Please repeat all of the material below word for word, but leave the pictures out of your answer.

#### Material for this exercise
■ ■ ■ ■
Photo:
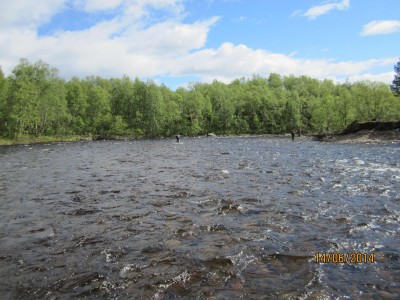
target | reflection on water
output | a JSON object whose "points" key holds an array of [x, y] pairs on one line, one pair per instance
{"points": [[223, 218]]}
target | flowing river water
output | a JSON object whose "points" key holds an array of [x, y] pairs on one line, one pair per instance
{"points": [[209, 218]]}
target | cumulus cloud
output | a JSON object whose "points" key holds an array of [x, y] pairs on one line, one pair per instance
{"points": [[27, 13], [381, 27], [316, 11], [229, 62], [125, 44]]}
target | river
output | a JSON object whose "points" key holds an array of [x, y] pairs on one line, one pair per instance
{"points": [[208, 218]]}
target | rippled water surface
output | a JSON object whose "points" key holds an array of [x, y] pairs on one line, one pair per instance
{"points": [[223, 218]]}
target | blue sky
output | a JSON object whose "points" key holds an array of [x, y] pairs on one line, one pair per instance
{"points": [[177, 41]]}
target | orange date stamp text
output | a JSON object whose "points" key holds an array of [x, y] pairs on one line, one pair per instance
{"points": [[344, 258]]}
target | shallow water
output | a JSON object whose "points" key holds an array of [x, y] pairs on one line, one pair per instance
{"points": [[223, 218]]}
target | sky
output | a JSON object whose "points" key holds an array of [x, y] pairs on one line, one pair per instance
{"points": [[175, 42]]}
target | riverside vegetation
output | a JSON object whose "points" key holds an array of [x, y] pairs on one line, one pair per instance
{"points": [[37, 104]]}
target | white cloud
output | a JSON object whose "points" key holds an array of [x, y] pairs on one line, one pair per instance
{"points": [[97, 5], [27, 13], [323, 9], [381, 27], [229, 62], [167, 47]]}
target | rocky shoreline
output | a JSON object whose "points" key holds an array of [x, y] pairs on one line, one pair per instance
{"points": [[366, 132]]}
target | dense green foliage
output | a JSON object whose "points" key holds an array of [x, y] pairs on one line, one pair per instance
{"points": [[395, 87], [34, 100]]}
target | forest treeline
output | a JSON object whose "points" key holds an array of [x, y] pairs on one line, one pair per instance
{"points": [[34, 100]]}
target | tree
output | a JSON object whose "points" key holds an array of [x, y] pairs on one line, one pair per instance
{"points": [[36, 100], [3, 91], [395, 87]]}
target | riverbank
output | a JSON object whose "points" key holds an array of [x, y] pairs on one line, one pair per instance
{"points": [[363, 137], [366, 133], [27, 140]]}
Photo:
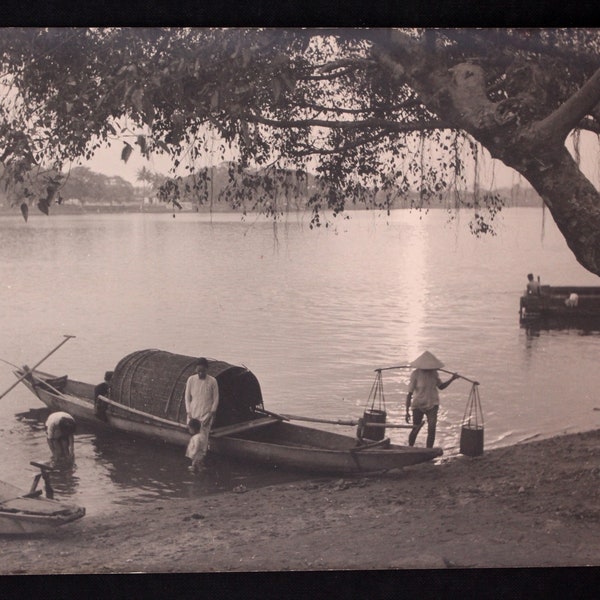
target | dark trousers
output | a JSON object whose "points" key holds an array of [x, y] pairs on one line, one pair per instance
{"points": [[418, 415]]}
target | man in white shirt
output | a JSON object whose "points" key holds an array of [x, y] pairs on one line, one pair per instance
{"points": [[60, 427], [202, 400], [423, 395]]}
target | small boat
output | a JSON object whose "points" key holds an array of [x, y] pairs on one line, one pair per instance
{"points": [[561, 302], [27, 512], [143, 396]]}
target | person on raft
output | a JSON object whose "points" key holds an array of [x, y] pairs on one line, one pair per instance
{"points": [[201, 402], [533, 286], [423, 395], [60, 427]]}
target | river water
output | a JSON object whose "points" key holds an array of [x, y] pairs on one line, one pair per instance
{"points": [[311, 313]]}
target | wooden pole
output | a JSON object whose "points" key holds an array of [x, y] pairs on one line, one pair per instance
{"points": [[14, 385], [345, 423]]}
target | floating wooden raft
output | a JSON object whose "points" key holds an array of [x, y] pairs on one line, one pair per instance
{"points": [[153, 381]]}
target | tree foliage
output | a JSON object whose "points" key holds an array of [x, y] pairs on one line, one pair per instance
{"points": [[374, 113]]}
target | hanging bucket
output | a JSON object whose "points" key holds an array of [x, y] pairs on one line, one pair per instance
{"points": [[372, 415], [471, 440], [471, 433]]}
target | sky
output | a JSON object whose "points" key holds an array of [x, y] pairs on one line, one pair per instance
{"points": [[493, 173]]}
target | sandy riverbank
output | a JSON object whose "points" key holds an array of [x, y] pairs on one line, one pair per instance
{"points": [[535, 504]]}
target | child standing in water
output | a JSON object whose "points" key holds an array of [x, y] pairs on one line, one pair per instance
{"points": [[195, 449]]}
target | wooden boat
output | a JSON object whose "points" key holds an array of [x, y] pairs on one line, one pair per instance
{"points": [[27, 512], [125, 405], [561, 302]]}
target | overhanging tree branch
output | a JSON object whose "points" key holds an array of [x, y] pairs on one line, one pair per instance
{"points": [[348, 125], [569, 114]]}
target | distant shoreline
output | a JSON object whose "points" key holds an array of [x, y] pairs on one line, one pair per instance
{"points": [[169, 209]]}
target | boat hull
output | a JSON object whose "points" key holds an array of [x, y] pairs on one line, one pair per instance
{"points": [[553, 303], [20, 514], [279, 444]]}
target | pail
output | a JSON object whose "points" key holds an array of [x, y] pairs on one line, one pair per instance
{"points": [[471, 440], [373, 416]]}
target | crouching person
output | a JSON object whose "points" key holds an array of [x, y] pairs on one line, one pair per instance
{"points": [[60, 430]]}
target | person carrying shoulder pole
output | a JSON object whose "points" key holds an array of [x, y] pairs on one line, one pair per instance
{"points": [[423, 395]]}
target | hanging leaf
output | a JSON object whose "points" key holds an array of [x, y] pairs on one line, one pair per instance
{"points": [[126, 152], [276, 87], [50, 193], [163, 146], [43, 206], [137, 99]]}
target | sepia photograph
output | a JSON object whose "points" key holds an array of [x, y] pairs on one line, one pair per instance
{"points": [[299, 299]]}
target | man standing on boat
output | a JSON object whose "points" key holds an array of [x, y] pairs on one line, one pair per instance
{"points": [[423, 395], [533, 286], [202, 400]]}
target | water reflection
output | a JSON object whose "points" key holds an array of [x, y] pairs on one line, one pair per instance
{"points": [[140, 470]]}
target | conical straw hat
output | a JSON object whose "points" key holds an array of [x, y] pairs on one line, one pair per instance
{"points": [[427, 361]]}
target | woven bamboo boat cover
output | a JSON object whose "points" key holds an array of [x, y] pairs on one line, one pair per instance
{"points": [[154, 381]]}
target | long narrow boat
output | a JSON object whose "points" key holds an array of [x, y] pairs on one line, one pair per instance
{"points": [[561, 302], [144, 398], [25, 513]]}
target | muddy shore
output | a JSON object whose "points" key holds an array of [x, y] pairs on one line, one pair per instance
{"points": [[530, 505]]}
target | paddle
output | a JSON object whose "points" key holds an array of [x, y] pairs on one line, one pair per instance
{"points": [[14, 385]]}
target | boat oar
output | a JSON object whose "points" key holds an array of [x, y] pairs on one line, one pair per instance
{"points": [[349, 423], [14, 385]]}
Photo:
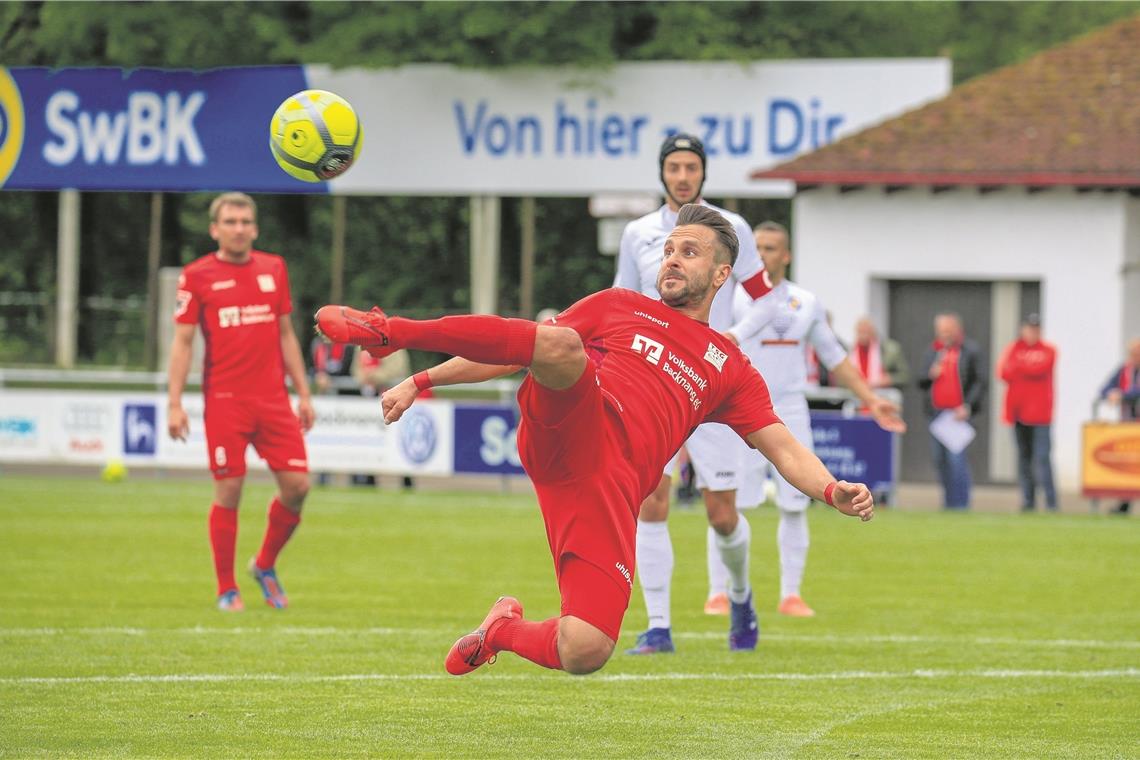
■ ■ ■ ■
#### Output of the task
Photo:
target | reflection on water
output | a JSON object whose "points" key holds an array of [x, y] pairs on one line, one pair per instance
{"points": [[223, 218]]}
target | flowing river water
output | a JSON object whose "points" key holds an array of [x, y] pairs on one line, one pair per instance
{"points": [[209, 218]]}
target | cumulus cloud
output | a JSON object whose "points" key holds an array of [x, y] pairs on one line, one pair per instance
{"points": [[27, 13], [381, 27], [316, 11], [229, 62], [125, 44]]}
target | river
output | a JSON object whose "points" key holds an array of [x, y] pairs on one line, one pair per instance
{"points": [[208, 218]]}
target | rippled water surface
output | a JSON object whose "points" key holds an array of [x, y] pairs on one line, one pair per instance
{"points": [[223, 218]]}
target | blue sky
output | a JSON object whose "points" key holds an array of [x, y] pairs on one line, one pair per instance
{"points": [[177, 41]]}
target | orange date stamp text
output | a JSON object whose "points" key holds an array of [x, y] pairs on one line, one pair per instance
{"points": [[344, 258]]}
target | shallow water
output | a JSON object whose "points" key holds an array of [x, y] pairs on one line, one pair per instance
{"points": [[223, 218]]}
target | sky
output | a JSON object whose "points" key holds an array of [x, y] pairs on one line, one pair per instance
{"points": [[175, 42]]}
target | riverside vegetation
output | a JSON object whose "points" key holds an array of [x, y] pairs on one line, one pair per instance
{"points": [[37, 104]]}
target | white cloud
output | a JSON object whose "points" key holds an array of [x, y] pairs on one line, one pair per instance
{"points": [[97, 5], [27, 13], [323, 9], [381, 27], [229, 62], [167, 47]]}
target | rocky shoreline
output | a JSON object whose "points" key holds an array of [x, y] pairs on one line, one pair per instance
{"points": [[366, 132]]}
target | dense green foliage
output | a JSON object whose "points" key holds an array of [x, y] pairs on one line, one pair per instance
{"points": [[395, 87], [34, 100]]}
target | forest treeline
output | a JSON object whose "points" key holds an array of [x, y] pairs on one line, one pair per instance
{"points": [[34, 100]]}
target | tree
output | a JSON object whose "points" key holds an array of [x, y] pairs on one line, one pair per instance
{"points": [[36, 100], [3, 91], [395, 87]]}
target | riverbank
output | a JSON object whose "points" key holds an array of [x, y] pairs on one line, one pair per instance
{"points": [[363, 137], [366, 133], [27, 140]]}
Photo:
target | dark trousers
output | a JSON object whose "points" key holds an array of [x, y] pairs on one line, one pair per instance
{"points": [[418, 415]]}
target | man in white shirt
output | a JSON object whose "points" key holds an array of [x, y] pairs on one line, one pair per instance
{"points": [[60, 427], [202, 400], [423, 395]]}
target | small boat
output | a JSON object whose "points" key holds an array of [x, y] pairs on one line, one pair per instance
{"points": [[561, 302], [27, 512], [143, 396]]}
target | person on raft
output | a JSON object whose "points" key holds an array of [x, y] pairs on one line, one pair per instance
{"points": [[201, 402], [533, 286], [423, 395], [60, 427]]}
target | river water
output | a JSON object whose "points" key holds an array of [x, y] pairs on one line, one pair per instance
{"points": [[311, 313]]}
target | wooden pole
output | a JSON object whose "points" key holds an array of [x, y] pairs on one line, one pair per instance
{"points": [[14, 385], [345, 423]]}
target | floating wooden raft
output | a JSON object whose "points" key holds an array of [x, y] pairs on one line, one pair per instance
{"points": [[153, 381]]}
target | tree foliage
output | a JSON object whose "points" key holds an array of [x, y] pairs on one line, one pair per instance
{"points": [[374, 113]]}
target | hanging bucket
output | a JSON object whose "points" key holds an array of [x, y] pairs on one line, one pair per instance
{"points": [[372, 415], [471, 440], [471, 433]]}
target | sky
output | a JSON object whose "points" key holds an array of [x, y] pairs on one line, one pair per instance
{"points": [[493, 173]]}
target | sandy riverbank
output | a JSON object whose "points" key holds an array of [x, y] pairs on one line, one pair per instance
{"points": [[535, 504]]}
target | child standing in water
output | a JSON object whose "points" key holds an array of [x, y] pairs on one line, one pair per instance
{"points": [[195, 449]]}
target | wooden boat
output | a JSON object whose "points" key holds an array of [x, y] pairs on one line, one pair per instance
{"points": [[27, 512], [125, 405], [561, 302]]}
target | overhanging tree branch
output | a JSON object whose "points" key holds an array of [x, y] pairs on one line, one pair per instance
{"points": [[348, 125], [569, 114]]}
target | distant shoreline
output | a JSON object whose "points" key holds an array of [x, y] pairs on one line, one pair per instance
{"points": [[169, 209]]}
target | boat hull
output | a JSON object whose "points" key holds an array of [x, y] pairs on one line, one pair per instance
{"points": [[553, 303], [20, 514], [279, 444]]}
target | pail
output | a JSON object whose "points" key holds an array of [x, y] pairs on one line, one pair per instance
{"points": [[471, 440], [373, 416]]}
target | crouching person
output | a JSON object whose "points" key holds an array of [x, y] pairs on one line, one pair per instance
{"points": [[60, 430]]}
target | person carrying shoulder pole
output | a JSON object whose "points" key holds an array of [x, y] pairs on one line, one pair per instance
{"points": [[423, 395]]}
target | hanging leaf
output | a JSON object whose "points" key holds an array of [x, y] pairs on one line, one pair per instance
{"points": [[126, 152], [276, 87], [50, 193], [163, 146], [43, 206], [137, 99]]}
target | sepia photograph
output | a JSON object whose "points" key holds an array of [x, y] pairs on one line, one pair per instance
{"points": [[299, 299]]}
target | man standing on boat
output | a JSON object whose "points" key holds an array of [x, y] pairs on one line, one pair per instance
{"points": [[423, 395], [533, 286], [202, 400]]}
target | water reflection
output | a JSON object whose "points" key holds an array of [x, y] pairs on one line, one pair per instance
{"points": [[140, 470]]}
target | conical straw hat
output | a JSON object whose "points" key holds an array of [x, y] pairs on one line, one pair per instance
{"points": [[427, 361]]}
target | woven bamboo boat cover
output | a JSON object whose "points" key holds an array of [x, y] pairs on one line, one pair per instance
{"points": [[154, 381]]}
target | long narrow boat
output | a JSON object whose "points" key holds an array of [x, y] pairs on one line, one pair per instance
{"points": [[561, 302], [144, 398], [25, 513]]}
target | muddy shore
output | a JSON object whose "points" key holds an array of [x, y] pairs on one line, one pair per instance
{"points": [[530, 505]]}
target | paddle
output | a JSON object whose "points" key holds an array of [x, y] pairs on one line, one pair per instance
{"points": [[14, 385]]}
target | boat oar
output | a JSON object whose "points" key holds an array of [x, y] pairs on one line, one pair per instance
{"points": [[349, 423], [14, 385]]}
Photo:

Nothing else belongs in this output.